» **EXERCISE PROMPT**
The records below need copying. Match each line exactly.

__________

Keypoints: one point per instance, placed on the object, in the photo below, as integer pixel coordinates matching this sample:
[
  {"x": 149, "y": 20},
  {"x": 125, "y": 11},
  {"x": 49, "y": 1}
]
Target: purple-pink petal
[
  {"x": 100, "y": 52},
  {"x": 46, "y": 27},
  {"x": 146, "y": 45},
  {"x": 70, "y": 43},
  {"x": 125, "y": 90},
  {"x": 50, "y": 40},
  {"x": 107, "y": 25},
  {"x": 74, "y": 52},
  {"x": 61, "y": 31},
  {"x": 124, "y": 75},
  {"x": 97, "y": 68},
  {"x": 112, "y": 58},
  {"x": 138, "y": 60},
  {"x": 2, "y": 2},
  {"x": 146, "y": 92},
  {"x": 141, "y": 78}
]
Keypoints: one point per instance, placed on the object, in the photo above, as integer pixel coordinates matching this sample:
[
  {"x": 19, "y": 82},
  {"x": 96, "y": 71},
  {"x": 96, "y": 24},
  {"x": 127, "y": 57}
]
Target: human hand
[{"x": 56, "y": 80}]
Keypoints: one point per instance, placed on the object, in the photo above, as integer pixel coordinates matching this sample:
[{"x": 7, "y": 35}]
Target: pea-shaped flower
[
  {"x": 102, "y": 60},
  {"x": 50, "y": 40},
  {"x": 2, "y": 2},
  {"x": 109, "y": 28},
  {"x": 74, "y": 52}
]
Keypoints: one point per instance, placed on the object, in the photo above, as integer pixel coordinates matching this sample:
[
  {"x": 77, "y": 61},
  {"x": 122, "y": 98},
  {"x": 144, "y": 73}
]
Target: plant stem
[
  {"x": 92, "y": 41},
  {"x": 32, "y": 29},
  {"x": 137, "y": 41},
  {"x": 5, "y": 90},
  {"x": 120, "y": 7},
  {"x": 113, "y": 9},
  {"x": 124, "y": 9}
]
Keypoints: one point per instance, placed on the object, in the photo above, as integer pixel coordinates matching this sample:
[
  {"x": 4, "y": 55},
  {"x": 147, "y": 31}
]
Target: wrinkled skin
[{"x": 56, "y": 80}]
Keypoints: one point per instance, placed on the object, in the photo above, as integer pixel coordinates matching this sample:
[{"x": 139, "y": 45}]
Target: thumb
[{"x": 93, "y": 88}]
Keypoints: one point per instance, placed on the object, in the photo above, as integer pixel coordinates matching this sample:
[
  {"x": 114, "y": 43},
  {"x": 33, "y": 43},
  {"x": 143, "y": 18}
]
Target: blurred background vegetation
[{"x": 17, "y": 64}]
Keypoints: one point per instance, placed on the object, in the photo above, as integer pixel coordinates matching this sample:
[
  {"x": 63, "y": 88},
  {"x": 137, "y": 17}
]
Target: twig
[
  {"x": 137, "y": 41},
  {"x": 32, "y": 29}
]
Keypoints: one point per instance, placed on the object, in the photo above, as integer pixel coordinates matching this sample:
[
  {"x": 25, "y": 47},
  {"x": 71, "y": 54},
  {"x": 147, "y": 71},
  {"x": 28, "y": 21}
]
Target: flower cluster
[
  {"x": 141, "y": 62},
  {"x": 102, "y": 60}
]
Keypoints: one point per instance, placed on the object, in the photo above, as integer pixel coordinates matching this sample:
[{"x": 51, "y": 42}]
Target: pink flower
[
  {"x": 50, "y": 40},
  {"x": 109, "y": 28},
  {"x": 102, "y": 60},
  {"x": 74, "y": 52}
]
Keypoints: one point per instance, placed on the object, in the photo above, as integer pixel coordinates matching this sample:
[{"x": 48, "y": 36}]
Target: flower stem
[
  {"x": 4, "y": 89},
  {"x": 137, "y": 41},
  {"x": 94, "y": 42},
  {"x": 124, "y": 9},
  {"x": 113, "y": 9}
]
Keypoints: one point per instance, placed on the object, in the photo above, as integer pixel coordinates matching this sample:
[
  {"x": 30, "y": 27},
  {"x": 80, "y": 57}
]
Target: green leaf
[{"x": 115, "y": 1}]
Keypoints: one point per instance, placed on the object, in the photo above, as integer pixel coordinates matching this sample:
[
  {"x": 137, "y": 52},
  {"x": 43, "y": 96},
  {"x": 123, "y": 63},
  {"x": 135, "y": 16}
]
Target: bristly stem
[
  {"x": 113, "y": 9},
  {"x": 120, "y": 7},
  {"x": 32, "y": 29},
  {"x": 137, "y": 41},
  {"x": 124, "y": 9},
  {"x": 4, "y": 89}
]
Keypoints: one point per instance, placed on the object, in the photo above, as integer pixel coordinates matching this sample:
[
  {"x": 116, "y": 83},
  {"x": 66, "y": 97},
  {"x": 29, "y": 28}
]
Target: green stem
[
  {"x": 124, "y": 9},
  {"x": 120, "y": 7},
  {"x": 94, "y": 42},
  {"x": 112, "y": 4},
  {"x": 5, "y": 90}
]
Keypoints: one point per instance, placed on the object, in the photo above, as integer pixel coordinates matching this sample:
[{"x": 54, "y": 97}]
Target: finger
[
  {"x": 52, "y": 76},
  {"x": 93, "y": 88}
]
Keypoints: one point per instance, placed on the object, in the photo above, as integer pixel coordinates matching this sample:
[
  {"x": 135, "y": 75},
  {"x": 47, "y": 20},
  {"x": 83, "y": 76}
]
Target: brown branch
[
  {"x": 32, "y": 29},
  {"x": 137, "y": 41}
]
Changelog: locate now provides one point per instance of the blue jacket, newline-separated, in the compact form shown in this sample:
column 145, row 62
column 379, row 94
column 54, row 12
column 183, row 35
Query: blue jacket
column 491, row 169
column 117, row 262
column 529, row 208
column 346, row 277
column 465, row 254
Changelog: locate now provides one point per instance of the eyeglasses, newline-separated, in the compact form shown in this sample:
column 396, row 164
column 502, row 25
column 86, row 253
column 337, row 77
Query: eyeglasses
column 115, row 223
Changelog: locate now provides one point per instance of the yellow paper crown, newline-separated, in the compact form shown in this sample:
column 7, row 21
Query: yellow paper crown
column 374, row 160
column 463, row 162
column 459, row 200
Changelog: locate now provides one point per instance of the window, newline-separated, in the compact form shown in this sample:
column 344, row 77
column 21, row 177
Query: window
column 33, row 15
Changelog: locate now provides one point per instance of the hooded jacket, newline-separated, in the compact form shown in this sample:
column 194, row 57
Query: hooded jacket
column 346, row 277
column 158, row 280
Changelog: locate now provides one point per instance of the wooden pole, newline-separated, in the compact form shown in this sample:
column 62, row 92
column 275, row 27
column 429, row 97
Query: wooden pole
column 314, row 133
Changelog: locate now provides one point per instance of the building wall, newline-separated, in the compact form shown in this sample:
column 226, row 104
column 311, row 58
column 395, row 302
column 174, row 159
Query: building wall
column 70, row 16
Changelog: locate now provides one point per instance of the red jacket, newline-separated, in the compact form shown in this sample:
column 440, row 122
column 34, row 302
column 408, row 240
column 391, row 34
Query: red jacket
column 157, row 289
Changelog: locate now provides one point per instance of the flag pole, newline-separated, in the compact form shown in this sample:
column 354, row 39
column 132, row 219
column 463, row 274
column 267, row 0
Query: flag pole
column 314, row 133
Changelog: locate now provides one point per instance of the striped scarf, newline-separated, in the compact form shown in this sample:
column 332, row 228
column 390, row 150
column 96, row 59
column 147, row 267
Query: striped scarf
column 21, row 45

__________

» **ANSWER BOX**
Keypoints: one point per instance, placed on the object, in the photo below, as integer pixel coordinates matching this sample:
[
  {"x": 149, "y": 20},
  {"x": 125, "y": 11},
  {"x": 49, "y": 1}
]
Target: purple-pink petal
[
  {"x": 100, "y": 52},
  {"x": 46, "y": 27},
  {"x": 146, "y": 45},
  {"x": 70, "y": 43},
  {"x": 125, "y": 90},
  {"x": 50, "y": 40},
  {"x": 107, "y": 25},
  {"x": 74, "y": 52},
  {"x": 61, "y": 31},
  {"x": 124, "y": 75},
  {"x": 97, "y": 68},
  {"x": 112, "y": 58},
  {"x": 138, "y": 60},
  {"x": 2, "y": 2},
  {"x": 146, "y": 92},
  {"x": 141, "y": 78}
]
Keypoints: one point per instance, placed on the object, in the photo above, as integer pixel coordinates matching this sample:
[
  {"x": 19, "y": 82},
  {"x": 96, "y": 71},
  {"x": 96, "y": 24},
  {"x": 127, "y": 57}
]
Target: human hand
[{"x": 56, "y": 80}]
Keypoints: one point per instance, placed on the object, in the photo above, as integer pixel coordinates matching this sample:
[{"x": 7, "y": 35}]
Target: pea-shaped flower
[
  {"x": 102, "y": 60},
  {"x": 50, "y": 40},
  {"x": 2, "y": 2},
  {"x": 109, "y": 28},
  {"x": 74, "y": 52}
]
Keypoints: one point per instance, placed on the object, in the photo above, as integer pixel coordinates matching this sample:
[
  {"x": 77, "y": 61},
  {"x": 122, "y": 98},
  {"x": 144, "y": 73}
]
Target: plant stem
[
  {"x": 92, "y": 41},
  {"x": 32, "y": 29},
  {"x": 137, "y": 41},
  {"x": 5, "y": 90},
  {"x": 120, "y": 7},
  {"x": 113, "y": 9},
  {"x": 124, "y": 9}
]
Keypoints: one point per instance, placed on the object, in the photo above, as integer pixel coordinates matching this sample:
[
  {"x": 4, "y": 55},
  {"x": 147, "y": 31}
]
Target: wrinkled skin
[{"x": 56, "y": 80}]
Keypoints: one point per instance, placed on the object, in the photo above, as integer pixel coordinates matching this sample:
[{"x": 139, "y": 45}]
Target: thumb
[{"x": 93, "y": 88}]
Keypoints: one point per instance, placed on the object, in the photo above, as integer pixel coordinates matching this sample:
[
  {"x": 114, "y": 43},
  {"x": 33, "y": 43},
  {"x": 143, "y": 18}
]
Target: blurred background vegetation
[{"x": 17, "y": 64}]
Keypoints: one point per instance, placed on the object, in the photo above, as integer pixel coordinates matching this sample:
[
  {"x": 63, "y": 88},
  {"x": 137, "y": 17}
]
Target: twig
[
  {"x": 137, "y": 41},
  {"x": 32, "y": 29}
]
Keypoints: one point per instance, placed on the object, in the photo above, as integer pixel coordinates matching this sample:
[
  {"x": 25, "y": 47},
  {"x": 71, "y": 54},
  {"x": 147, "y": 71},
  {"x": 28, "y": 21}
]
Target: flower cluster
[
  {"x": 141, "y": 62},
  {"x": 102, "y": 60}
]
Keypoints: one point per instance, placed on the object, in the photo above, as integer pixel coordinates matching this sample:
[{"x": 51, "y": 42}]
Target: pink flower
[
  {"x": 50, "y": 40},
  {"x": 109, "y": 28},
  {"x": 102, "y": 60},
  {"x": 74, "y": 52}
]
Keypoints: one point per instance, placed on the object, in the photo above, as integer pixel coordinates matching this sample:
[{"x": 48, "y": 36}]
Target: flower stem
[
  {"x": 4, "y": 89},
  {"x": 137, "y": 41},
  {"x": 94, "y": 42},
  {"x": 124, "y": 9},
  {"x": 113, "y": 9}
]
Keypoints: one point per instance, placed on the object, in the photo above, as integer pixel coordinates matching this sample:
[
  {"x": 30, "y": 27},
  {"x": 80, "y": 57}
]
Target: green leaf
[{"x": 115, "y": 1}]
Keypoints: one point per instance, placed on the object, in the photo above, as integer pixel coordinates matching this sample:
[
  {"x": 137, "y": 52},
  {"x": 43, "y": 96},
  {"x": 123, "y": 63},
  {"x": 135, "y": 16}
]
Target: bristly stem
[
  {"x": 113, "y": 9},
  {"x": 120, "y": 7},
  {"x": 32, "y": 29},
  {"x": 137, "y": 41},
  {"x": 124, "y": 9},
  {"x": 4, "y": 89}
]
Keypoints: one point per instance, placed on the object, in the photo above, as integer pixel coordinates matching this sample:
[
  {"x": 116, "y": 83},
  {"x": 66, "y": 97},
  {"x": 29, "y": 28}
]
Target: green stem
[
  {"x": 124, "y": 9},
  {"x": 120, "y": 7},
  {"x": 94, "y": 42},
  {"x": 112, "y": 4},
  {"x": 5, "y": 90}
]
Keypoints: one point per instance, placed on the object, in the photo above, as integer pixel coordinates matching this sample:
[{"x": 54, "y": 97}]
Target: finger
[
  {"x": 52, "y": 76},
  {"x": 93, "y": 88}
]
Keypoints: one point per instance, placed on the object, in the photo above, as integer pixel coordinates matching this sample:
[
  {"x": 135, "y": 75},
  {"x": 47, "y": 20},
  {"x": 83, "y": 76}
]
Target: brown branch
[
  {"x": 32, "y": 29},
  {"x": 137, "y": 41}
]
Changelog: locate now provides one point per instance of the blue jacket, newline-separated, in the compact form shown in this sample:
column 145, row 62
column 379, row 94
column 54, row 12
column 183, row 35
Query: blue jacket
column 491, row 169
column 117, row 262
column 529, row 208
column 346, row 277
column 465, row 254
Changelog: locate now provides one point per instance of the eyeglasses, newline-separated, in the compact form shown in this sample:
column 396, row 164
column 502, row 25
column 86, row 253
column 337, row 77
Query: eyeglasses
column 115, row 223
Changelog: locate now provides one point per instance of the yellow paper crown, newline-separated, in the compact form shown in this sample:
column 7, row 21
Query: yellow paper crown
column 374, row 160
column 463, row 162
column 459, row 200
Changelog: locate now provides one point per instance of the window, newline-separated, in the compact form shown in this sample:
column 344, row 77
column 21, row 177
Query: window
column 33, row 15
Changelog: locate now provides one point per instance of the hooded jacket, newline-separated, in the compact form shown in this sample:
column 194, row 57
Query: hooded jacket
column 346, row 277
column 158, row 280
Changelog: locate now provides one point per instance of the wooden pole, newline-separated, in the compact form shown in this sample:
column 62, row 92
column 275, row 27
column 429, row 97
Query: wooden pole
column 314, row 133
Changelog: locate now provides one point per instance of the building wall, newline-separated, in the compact form shown in this sample:
column 226, row 104
column 311, row 58
column 395, row 302
column 174, row 159
Query: building wall
column 70, row 16
Changelog: locate now provides one point per instance of the red jacket, newline-separated, in the compact form shown in this sample:
column 440, row 122
column 34, row 302
column 408, row 240
column 391, row 34
Query: red jacket
column 157, row 289
Changelog: locate now provides one point per instance of the flag pole, newline-separated, in the compact form shown in this sample:
column 354, row 39
column 132, row 219
column 463, row 274
column 267, row 0
Query: flag pole
column 314, row 133
Changelog: locate now provides one point per instance of the striped scarf, newline-separated, in the compact form shown in this sample:
column 332, row 228
column 390, row 150
column 96, row 59
column 147, row 267
Query: striped scarf
column 21, row 45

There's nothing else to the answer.